- [TASK ITEM] Every line from the one with "line, e.g. [125,26]" to the final line of the listing below should be repeated exactly, and only those.

- [TASK DATA]
******************************
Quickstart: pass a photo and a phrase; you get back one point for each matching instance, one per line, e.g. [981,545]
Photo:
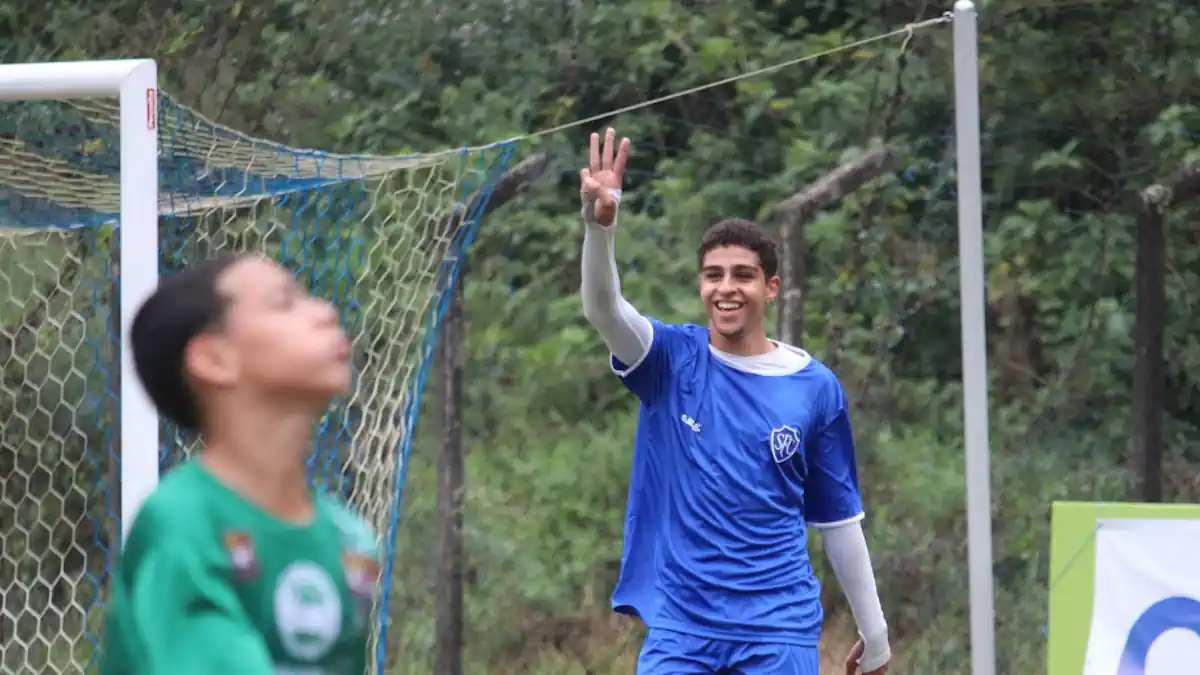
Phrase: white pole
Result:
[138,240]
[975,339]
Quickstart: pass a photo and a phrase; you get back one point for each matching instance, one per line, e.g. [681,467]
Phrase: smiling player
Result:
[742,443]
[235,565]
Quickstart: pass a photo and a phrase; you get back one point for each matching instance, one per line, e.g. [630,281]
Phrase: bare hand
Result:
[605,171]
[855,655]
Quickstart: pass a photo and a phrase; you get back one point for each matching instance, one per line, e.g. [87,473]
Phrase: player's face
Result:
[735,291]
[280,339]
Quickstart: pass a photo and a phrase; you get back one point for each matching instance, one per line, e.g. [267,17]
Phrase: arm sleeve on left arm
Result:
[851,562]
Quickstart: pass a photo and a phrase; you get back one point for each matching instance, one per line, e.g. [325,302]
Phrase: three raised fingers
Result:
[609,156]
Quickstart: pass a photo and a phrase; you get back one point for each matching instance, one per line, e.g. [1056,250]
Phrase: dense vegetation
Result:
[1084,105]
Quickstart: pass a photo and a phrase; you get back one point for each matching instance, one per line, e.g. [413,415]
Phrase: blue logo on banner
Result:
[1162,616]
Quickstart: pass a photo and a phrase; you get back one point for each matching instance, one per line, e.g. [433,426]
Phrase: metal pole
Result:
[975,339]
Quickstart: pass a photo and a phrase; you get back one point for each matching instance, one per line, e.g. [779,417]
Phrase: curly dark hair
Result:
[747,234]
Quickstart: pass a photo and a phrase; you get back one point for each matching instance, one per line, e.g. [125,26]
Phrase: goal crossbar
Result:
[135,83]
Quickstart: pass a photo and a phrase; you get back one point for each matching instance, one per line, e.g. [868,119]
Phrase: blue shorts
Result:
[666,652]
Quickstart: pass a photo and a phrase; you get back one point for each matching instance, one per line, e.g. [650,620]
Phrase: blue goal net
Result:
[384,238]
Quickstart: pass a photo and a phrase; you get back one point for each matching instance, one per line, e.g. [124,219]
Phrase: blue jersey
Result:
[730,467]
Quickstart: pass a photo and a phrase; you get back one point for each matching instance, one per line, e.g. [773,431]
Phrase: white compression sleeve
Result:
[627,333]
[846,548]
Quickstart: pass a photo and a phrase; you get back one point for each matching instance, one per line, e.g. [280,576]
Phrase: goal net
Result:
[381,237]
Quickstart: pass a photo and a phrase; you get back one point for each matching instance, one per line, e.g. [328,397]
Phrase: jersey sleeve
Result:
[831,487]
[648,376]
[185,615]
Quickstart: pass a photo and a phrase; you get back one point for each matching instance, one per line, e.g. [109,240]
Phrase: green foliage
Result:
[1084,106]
******************************
- [RESPONSE TO THE TASK]
Quickstart: pass a photo and a phrase; you get back one point for each matching instance, one per line, e.g. [125,26]
Phrase: goal crossbar
Result:
[135,83]
Quickstart: pass a photo and a phrase; you get back one point for each matching instance, one per line, e.g. [868,119]
Phrase: blue shorts
Result:
[666,652]
Quickstart: pass a photo and a phrase; you get back one point for each matching instance, one per line, e.g. [650,620]
Phrase: blue goal net
Result:
[384,238]
Quickstart: pass a photo and a phrase; you get back one point for each matching instance, one per line, e.g. [124,219]
Phrase: blue jersey
Result:
[730,467]
Quickstart: pass a photo and a phrase; you get back one point for each matching instance, one per line, e.g. [773,431]
Phrase: white compression sleeve
Result:
[627,333]
[846,548]
Quickstart: pass a photo and a phrase; you get back one point for each matching instance, one per line, e.g. [280,576]
Phrase: goal net
Result:
[381,237]
Quickstart: pass a photo and a phrase; you get back one point for each matching instance, one per line, e.g. [328,397]
Phrase: jersey sleeve
Result:
[831,487]
[648,376]
[185,615]
Quickstart: pass a photo and a phrase; you get back one point for each matching instance, one per line, e.g. [109,240]
Phrase: green foliage
Result:
[1084,106]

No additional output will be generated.